--- Exercise instructions ---
Write out every line of the listing below exactly as it appears, leaving out the pictures.

---------- Exercise input ----------

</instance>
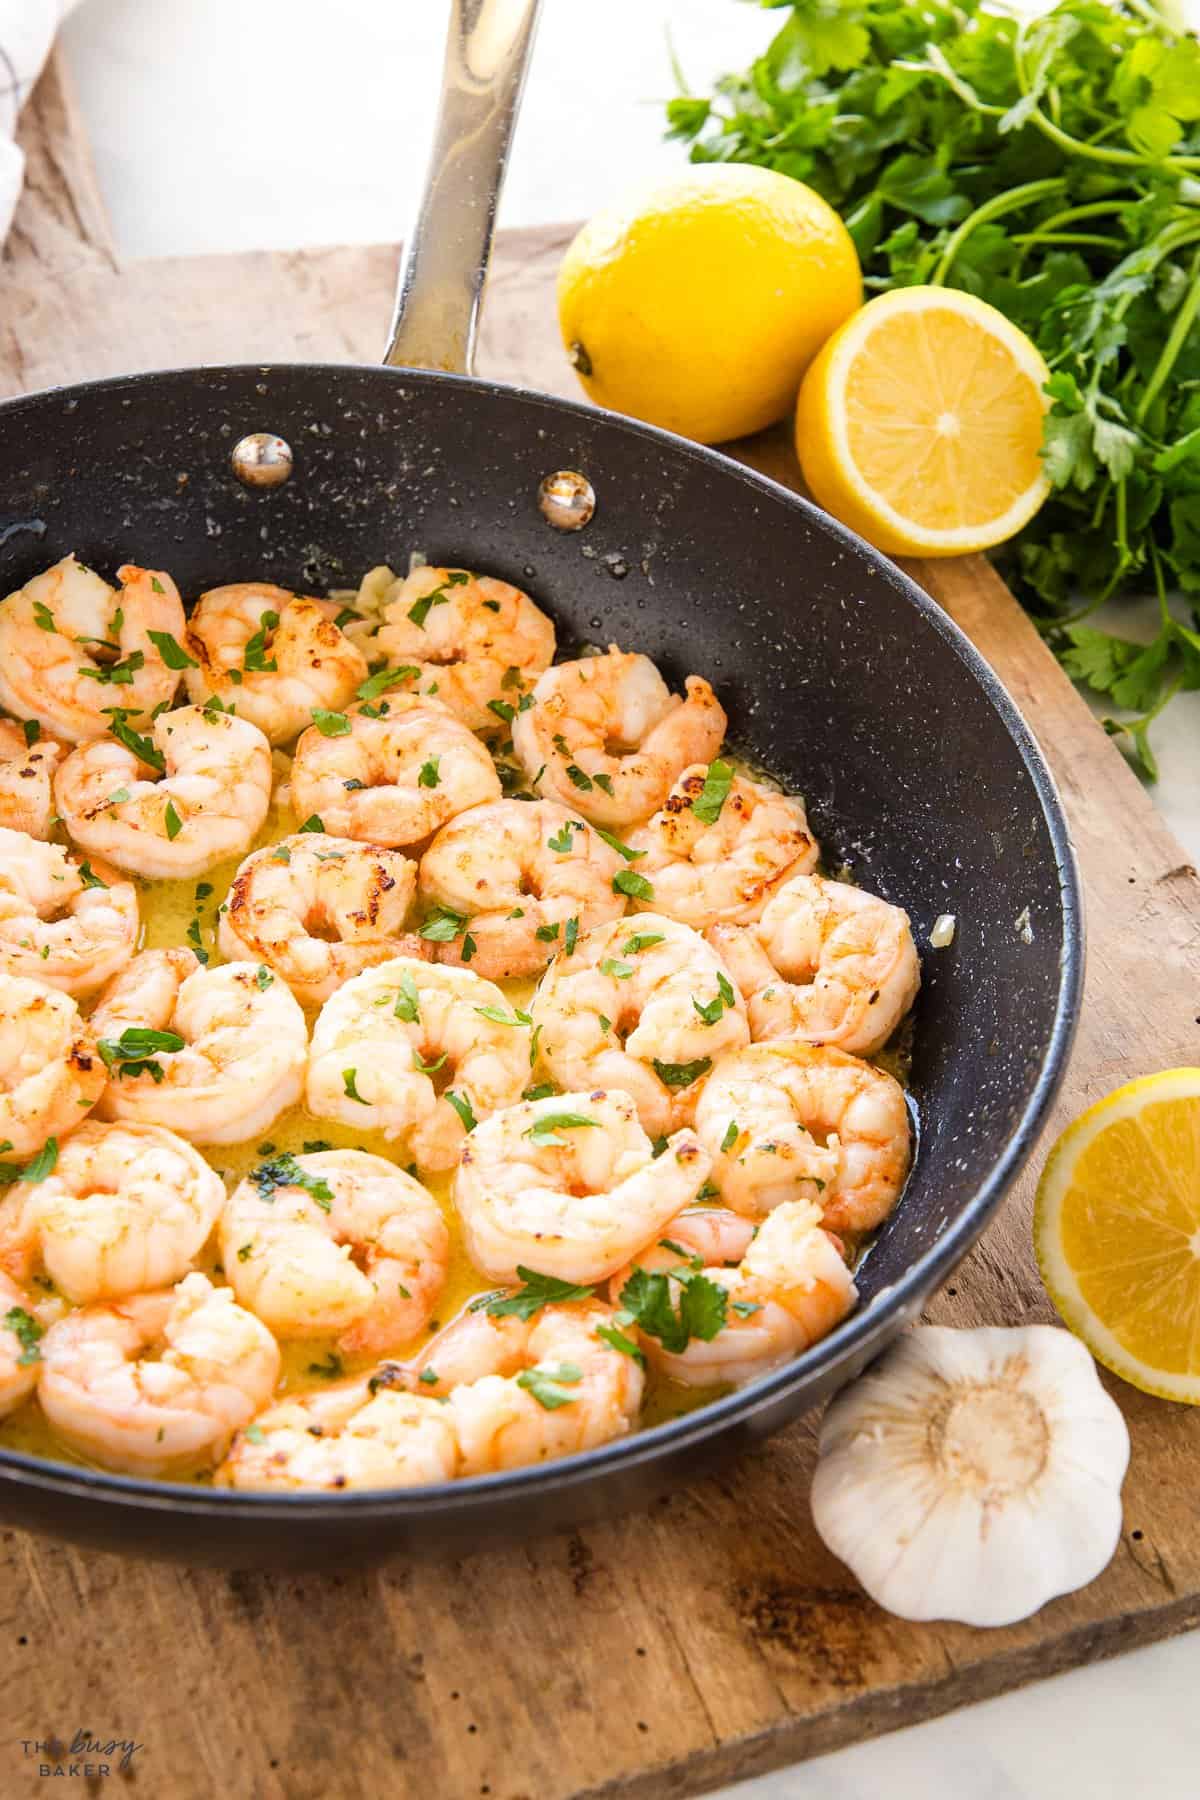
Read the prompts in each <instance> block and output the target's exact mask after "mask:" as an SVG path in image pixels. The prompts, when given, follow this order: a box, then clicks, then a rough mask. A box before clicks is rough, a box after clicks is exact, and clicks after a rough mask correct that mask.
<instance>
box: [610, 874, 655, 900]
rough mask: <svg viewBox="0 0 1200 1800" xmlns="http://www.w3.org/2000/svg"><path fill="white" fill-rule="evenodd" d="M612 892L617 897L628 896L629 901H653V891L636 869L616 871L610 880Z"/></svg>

----------

--- Solved problem ---
</instance>
Read the prompts in each <instance> block and output the target's exact mask after "mask:" as an SVG path in image pixels. The prompts, when given, follow this order: a box, then clicks, then a rough mask. A box before clicks is rough, a box after clicks is exact, and clicks after a rough mask correct that mask.
<instance>
box: [610, 874, 655, 900]
rough mask: <svg viewBox="0 0 1200 1800" xmlns="http://www.w3.org/2000/svg"><path fill="white" fill-rule="evenodd" d="M612 892L617 897L628 896L629 901H653V891L636 869L616 871L610 880Z"/></svg>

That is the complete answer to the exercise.